• TASK TO COMPLETE: Exactly reproduce the lines from the one holding "One keypoint belongs to every instance. Tag the hand" through the final line of the listing below, with both ends included and nothing else.

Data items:
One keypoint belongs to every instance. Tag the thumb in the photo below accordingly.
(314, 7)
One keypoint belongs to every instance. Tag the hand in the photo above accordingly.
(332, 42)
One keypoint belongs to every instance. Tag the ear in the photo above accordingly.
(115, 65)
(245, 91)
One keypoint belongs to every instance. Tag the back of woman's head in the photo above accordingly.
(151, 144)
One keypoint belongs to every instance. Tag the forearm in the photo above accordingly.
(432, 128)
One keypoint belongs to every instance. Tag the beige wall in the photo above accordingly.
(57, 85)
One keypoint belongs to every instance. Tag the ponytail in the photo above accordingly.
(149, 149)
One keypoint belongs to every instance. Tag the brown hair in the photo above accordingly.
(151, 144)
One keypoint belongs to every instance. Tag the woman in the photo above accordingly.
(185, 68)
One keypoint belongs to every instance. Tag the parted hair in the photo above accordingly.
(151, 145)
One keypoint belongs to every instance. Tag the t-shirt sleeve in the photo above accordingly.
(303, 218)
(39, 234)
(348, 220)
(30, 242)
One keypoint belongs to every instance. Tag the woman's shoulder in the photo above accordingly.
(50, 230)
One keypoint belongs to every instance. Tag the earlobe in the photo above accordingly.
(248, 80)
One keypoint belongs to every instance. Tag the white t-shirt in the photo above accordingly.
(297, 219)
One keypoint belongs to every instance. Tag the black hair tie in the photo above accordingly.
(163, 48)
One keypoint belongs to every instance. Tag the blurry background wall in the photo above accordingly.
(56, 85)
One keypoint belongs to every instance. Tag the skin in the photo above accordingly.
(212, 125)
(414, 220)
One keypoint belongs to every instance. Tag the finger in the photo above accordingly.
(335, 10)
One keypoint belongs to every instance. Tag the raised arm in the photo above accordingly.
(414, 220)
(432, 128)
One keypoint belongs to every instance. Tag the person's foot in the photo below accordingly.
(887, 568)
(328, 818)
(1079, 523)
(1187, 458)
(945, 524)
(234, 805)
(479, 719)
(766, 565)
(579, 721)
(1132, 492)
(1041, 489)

• EXPECTED OUTPUT:
One keypoint belongs to every instance. Tag the hand in the photo above accordingly.
(332, 42)
One keypoint belongs to every instance. Tag the ear in the photo above accordingly.
(115, 65)
(245, 91)
One keypoint belongs to every instance. Tag the back of woman's head in the photo above accordingly.
(151, 144)
One keypoint belongs to every instance. Tag the forearm in the photo above accordingly.
(432, 128)
One keypoint belongs to every instance. Tag the beige wall in the photo above accordingly.
(57, 85)
One keypoint belongs to every instance. Tag the ponytail in the photo above accordingly.
(149, 149)
One keypoint belongs to every instance. Tag the brown hair in the photo above accordingly.
(151, 144)
One keypoint belongs to every instance. Tag the woman in the photo above accordingly.
(185, 68)
One keypoint belongs to every instance. Tag the parted hair in the photo above accordingly.
(151, 145)
One keypoint belongs to every instance. Tag the t-shirt sleeve in the photo above accordingly.
(303, 218)
(39, 234)
(348, 220)
(30, 242)
One keypoint belongs to every instance. Tag the woman's shoulder in the photo above accordingly.
(50, 230)
One keypoint belongs to every instance. Tag the earlobe in the photo above accordingly.
(248, 80)
One keypoint belongs to every instance. Tag the white t-shirt in the photo above accordingly.
(297, 219)
One keypoint belongs to every instance. Tag the black hair tie in the photo above accordingly.
(163, 48)
One keypoint belongs to every instance. Tag the blurry background wall in the photo above accordingly.
(56, 85)
One keypoint belongs to every instance. Tag the skin in the photo above accordingly.
(212, 125)
(414, 220)
One keypoint belongs to every instance. Tag the finger in the photo above accordingly.
(335, 10)
One keypoint belongs to every instance. Tag the raised arm in the photo above accordingly.
(414, 220)
(432, 128)
One keypoint belongs to every instance. Tag the person's foot in the photo below accordingly.
(887, 568)
(328, 818)
(1079, 523)
(1187, 458)
(945, 524)
(234, 805)
(479, 719)
(766, 565)
(579, 721)
(1132, 492)
(1041, 489)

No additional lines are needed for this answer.